===== Records =====

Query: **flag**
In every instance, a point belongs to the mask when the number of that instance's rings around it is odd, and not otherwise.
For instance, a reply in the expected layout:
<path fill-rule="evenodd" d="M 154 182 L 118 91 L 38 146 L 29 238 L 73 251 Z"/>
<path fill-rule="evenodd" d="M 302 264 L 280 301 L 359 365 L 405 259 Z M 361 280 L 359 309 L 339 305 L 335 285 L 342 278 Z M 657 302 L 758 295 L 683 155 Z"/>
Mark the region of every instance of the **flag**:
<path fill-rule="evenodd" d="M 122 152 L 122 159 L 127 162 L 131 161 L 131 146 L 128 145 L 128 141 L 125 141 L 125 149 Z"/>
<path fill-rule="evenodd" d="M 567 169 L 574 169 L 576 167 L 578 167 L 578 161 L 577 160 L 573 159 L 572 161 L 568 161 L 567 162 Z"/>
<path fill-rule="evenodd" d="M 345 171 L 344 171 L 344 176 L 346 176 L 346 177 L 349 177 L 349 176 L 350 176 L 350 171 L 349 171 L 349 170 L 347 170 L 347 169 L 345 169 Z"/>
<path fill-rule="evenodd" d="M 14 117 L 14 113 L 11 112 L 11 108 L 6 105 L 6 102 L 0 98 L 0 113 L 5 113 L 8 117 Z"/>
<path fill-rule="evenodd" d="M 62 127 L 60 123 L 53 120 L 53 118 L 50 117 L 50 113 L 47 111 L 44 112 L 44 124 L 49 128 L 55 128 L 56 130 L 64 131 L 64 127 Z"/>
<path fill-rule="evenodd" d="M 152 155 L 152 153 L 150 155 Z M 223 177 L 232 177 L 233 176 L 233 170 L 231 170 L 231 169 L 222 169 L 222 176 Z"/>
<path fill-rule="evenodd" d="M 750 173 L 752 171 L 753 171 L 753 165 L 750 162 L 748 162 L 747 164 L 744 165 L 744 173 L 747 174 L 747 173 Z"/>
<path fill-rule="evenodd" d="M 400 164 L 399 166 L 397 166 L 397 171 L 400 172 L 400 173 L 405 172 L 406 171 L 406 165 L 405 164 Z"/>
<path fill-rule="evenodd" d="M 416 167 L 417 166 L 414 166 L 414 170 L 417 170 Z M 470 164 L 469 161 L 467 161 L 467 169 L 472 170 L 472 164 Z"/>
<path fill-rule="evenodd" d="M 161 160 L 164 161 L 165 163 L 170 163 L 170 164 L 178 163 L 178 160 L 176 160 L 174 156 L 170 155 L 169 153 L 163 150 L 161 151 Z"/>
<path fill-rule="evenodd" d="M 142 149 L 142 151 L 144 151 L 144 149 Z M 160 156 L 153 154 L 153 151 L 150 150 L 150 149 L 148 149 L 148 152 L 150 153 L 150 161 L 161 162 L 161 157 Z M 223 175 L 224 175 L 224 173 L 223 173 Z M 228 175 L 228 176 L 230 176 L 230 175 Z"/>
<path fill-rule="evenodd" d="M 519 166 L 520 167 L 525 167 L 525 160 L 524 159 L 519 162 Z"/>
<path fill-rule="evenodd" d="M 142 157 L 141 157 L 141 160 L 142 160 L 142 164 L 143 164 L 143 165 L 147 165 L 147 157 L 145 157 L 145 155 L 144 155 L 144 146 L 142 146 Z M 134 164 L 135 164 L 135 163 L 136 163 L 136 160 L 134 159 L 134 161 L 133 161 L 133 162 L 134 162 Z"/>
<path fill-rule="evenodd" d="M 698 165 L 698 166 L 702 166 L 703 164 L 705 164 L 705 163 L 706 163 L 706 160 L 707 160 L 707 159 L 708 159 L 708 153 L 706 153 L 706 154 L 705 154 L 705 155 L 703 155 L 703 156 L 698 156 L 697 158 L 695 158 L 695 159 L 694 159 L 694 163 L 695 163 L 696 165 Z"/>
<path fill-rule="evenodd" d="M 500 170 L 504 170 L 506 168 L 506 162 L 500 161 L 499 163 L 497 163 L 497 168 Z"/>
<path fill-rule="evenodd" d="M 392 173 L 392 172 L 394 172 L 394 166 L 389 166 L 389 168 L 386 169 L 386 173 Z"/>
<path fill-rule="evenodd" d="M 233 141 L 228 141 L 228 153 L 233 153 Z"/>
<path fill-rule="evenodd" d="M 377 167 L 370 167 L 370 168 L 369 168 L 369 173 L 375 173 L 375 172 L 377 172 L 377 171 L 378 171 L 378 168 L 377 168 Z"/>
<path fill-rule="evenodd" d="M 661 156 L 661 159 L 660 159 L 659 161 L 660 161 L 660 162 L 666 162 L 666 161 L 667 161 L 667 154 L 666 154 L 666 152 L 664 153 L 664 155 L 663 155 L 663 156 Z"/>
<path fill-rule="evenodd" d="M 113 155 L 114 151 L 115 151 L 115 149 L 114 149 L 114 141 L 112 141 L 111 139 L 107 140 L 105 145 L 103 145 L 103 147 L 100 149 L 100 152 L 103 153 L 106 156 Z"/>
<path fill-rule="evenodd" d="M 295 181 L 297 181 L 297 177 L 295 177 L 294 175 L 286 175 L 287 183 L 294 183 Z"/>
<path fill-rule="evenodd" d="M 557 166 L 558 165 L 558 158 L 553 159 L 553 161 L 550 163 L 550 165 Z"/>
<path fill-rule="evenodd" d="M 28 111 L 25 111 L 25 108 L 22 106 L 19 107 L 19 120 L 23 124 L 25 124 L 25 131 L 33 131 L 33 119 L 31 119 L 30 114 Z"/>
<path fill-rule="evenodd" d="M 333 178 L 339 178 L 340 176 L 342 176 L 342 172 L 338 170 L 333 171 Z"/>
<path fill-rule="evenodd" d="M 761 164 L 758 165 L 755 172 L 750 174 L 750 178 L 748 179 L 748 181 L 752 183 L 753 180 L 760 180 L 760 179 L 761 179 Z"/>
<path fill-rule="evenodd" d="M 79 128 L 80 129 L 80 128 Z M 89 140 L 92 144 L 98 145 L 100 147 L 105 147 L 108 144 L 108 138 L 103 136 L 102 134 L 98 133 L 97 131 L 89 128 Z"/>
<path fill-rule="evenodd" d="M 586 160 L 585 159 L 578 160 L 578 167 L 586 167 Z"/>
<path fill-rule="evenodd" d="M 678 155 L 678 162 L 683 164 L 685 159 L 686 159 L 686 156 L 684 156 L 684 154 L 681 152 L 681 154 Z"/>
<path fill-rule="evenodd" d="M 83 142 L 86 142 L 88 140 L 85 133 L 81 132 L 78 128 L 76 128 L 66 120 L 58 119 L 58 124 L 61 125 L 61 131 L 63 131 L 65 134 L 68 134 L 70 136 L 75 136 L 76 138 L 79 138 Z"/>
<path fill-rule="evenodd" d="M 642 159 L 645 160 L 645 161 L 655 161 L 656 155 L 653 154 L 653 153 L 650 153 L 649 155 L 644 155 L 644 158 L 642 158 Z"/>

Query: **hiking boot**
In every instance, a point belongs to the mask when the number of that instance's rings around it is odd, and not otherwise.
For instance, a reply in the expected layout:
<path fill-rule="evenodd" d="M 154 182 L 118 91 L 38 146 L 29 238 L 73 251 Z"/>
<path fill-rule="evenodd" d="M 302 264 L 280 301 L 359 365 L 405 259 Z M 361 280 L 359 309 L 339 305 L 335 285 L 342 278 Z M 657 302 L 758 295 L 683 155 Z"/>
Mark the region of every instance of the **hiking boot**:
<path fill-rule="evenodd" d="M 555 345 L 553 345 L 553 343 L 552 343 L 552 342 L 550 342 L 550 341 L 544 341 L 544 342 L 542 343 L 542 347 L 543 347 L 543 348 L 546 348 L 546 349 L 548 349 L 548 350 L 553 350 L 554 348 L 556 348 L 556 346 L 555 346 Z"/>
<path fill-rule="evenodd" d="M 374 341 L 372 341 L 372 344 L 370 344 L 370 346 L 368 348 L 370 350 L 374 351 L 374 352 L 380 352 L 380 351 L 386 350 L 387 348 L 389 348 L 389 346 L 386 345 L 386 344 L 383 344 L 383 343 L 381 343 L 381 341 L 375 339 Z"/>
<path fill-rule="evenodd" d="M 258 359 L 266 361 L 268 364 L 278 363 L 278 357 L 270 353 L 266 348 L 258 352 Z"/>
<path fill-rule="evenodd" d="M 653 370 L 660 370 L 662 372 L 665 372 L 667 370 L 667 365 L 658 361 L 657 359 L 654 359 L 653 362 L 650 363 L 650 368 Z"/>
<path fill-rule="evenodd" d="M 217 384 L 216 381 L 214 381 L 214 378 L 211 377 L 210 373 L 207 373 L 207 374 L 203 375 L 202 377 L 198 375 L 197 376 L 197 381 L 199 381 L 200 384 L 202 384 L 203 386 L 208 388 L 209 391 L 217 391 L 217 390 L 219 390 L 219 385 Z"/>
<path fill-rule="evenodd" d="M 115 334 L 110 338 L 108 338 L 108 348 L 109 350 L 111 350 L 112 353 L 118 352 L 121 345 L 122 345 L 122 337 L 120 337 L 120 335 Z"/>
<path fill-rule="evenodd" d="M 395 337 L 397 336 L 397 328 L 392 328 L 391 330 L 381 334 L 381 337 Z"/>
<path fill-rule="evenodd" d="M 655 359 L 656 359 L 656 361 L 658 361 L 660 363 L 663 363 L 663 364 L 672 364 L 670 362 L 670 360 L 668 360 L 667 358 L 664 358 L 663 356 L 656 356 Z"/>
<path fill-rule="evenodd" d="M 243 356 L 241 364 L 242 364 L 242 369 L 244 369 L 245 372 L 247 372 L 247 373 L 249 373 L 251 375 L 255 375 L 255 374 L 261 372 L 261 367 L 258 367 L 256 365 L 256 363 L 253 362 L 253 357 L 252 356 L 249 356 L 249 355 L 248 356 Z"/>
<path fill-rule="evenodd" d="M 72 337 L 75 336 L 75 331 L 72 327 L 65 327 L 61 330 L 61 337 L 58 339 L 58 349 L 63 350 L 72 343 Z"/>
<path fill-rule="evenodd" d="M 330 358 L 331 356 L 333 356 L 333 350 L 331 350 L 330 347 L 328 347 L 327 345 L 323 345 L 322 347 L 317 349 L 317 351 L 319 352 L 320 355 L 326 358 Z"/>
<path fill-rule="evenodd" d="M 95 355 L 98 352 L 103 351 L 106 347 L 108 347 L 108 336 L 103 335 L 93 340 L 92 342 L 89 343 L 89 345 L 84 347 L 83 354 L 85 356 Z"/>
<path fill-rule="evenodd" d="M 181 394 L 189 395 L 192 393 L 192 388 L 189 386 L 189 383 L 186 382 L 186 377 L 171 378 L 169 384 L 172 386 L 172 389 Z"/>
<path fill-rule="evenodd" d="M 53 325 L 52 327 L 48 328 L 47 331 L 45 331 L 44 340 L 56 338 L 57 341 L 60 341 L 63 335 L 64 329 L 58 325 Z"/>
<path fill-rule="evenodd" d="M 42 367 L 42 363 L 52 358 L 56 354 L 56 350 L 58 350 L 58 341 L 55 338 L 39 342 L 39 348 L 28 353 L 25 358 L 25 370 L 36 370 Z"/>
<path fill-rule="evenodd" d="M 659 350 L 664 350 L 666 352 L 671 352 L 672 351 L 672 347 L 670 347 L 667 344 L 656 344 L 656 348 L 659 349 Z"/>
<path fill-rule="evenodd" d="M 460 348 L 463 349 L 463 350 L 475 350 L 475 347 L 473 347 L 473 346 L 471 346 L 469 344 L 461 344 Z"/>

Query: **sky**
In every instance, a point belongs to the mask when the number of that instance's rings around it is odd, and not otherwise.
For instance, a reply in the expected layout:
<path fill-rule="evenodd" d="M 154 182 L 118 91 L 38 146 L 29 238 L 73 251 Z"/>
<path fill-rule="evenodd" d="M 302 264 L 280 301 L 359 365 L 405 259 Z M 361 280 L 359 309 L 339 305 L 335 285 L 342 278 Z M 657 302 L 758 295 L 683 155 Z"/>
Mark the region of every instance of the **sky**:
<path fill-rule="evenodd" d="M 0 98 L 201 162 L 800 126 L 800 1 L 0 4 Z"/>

=====

▶ **Exercise instructions**: Only the lines from the one with "Query: **sky**" through the end of the data should be printed, each exactly as it appears.

▶ **Answer for this exercise**:
Query: **sky**
In every instance, a point belongs to the mask when the number of that instance's rings around it is odd, and not otherwise.
For instance, a reply in the expected layout:
<path fill-rule="evenodd" d="M 154 182 L 118 91 L 38 146 L 29 238 L 73 251 Z"/>
<path fill-rule="evenodd" d="M 302 264 L 280 301 L 359 365 L 405 259 Z M 361 280 L 359 309 L 339 305 L 335 285 L 342 278 Z M 657 302 L 758 295 L 683 155 Z"/>
Mark the region of every instance of the **sky**:
<path fill-rule="evenodd" d="M 0 98 L 201 162 L 800 126 L 800 1 L 0 4 Z"/>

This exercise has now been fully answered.